[Image object location rows]
--- start ---
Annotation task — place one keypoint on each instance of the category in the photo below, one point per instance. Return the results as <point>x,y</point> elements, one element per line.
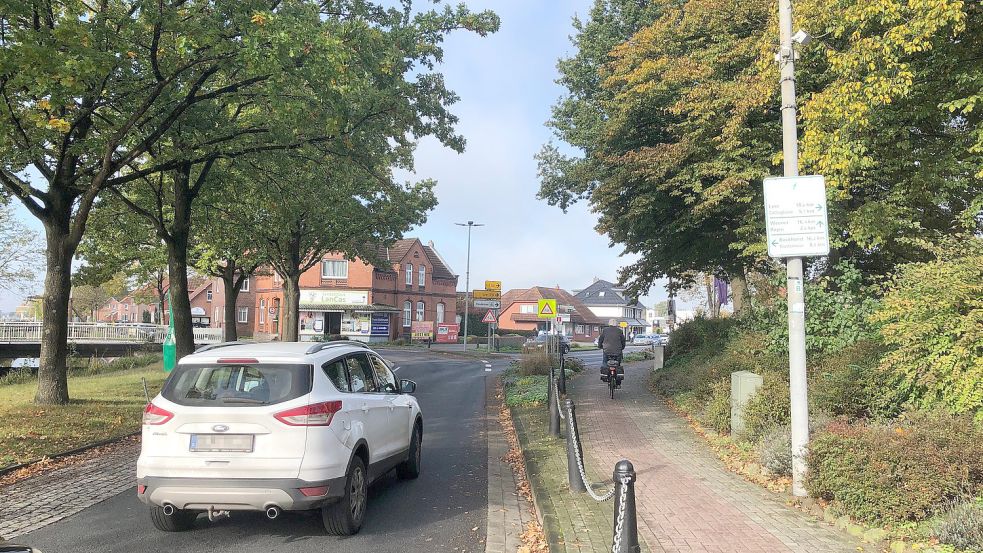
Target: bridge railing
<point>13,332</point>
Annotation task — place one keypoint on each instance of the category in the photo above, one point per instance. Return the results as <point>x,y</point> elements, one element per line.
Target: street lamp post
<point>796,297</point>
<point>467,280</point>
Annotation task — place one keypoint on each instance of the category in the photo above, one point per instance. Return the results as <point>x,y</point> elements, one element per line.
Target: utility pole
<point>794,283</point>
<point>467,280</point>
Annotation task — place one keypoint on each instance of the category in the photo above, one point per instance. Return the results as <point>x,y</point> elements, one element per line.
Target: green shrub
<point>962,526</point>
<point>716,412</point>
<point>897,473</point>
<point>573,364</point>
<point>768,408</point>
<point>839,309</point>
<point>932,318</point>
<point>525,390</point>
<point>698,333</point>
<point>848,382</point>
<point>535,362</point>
--- end ---
TASK OBJECTIVE - Arrange all the rows above as a JSON list of strings, with one string for each line and no blank lines. Leave the picture out.

FINAL RESULT -
[
  "Annotation task — place one keypoint on each instance of the category in the photo below, one point per instance. Return the results as <point>x,y</point> elements, one element per line.",
  "Target: bridge railing",
  "<point>13,332</point>",
  "Annotation task — place one keypoint on each instance of the category in the photo above, one point per instance. Return the results as <point>x,y</point> elements, one element per line.",
  "Target: street lamp post",
  "<point>796,297</point>",
  "<point>467,280</point>",
  "Annotation task — place one keypoint on each instance of the category in the photo above, one point per instance. Return the results as <point>x,y</point> elements, one element per line.",
  "Target: utility pole",
  "<point>794,283</point>",
  "<point>467,280</point>",
  "Annotation task — place one keypoint on each instance of the category in the photo above, one point per instance. Return the results as <point>x,y</point> elements, one element per line.",
  "Target: green shrub",
  "<point>962,526</point>",
  "<point>716,412</point>",
  "<point>897,473</point>",
  "<point>573,364</point>",
  "<point>768,408</point>",
  "<point>839,309</point>",
  "<point>932,318</point>",
  "<point>525,390</point>",
  "<point>698,333</point>",
  "<point>848,382</point>",
  "<point>535,362</point>"
]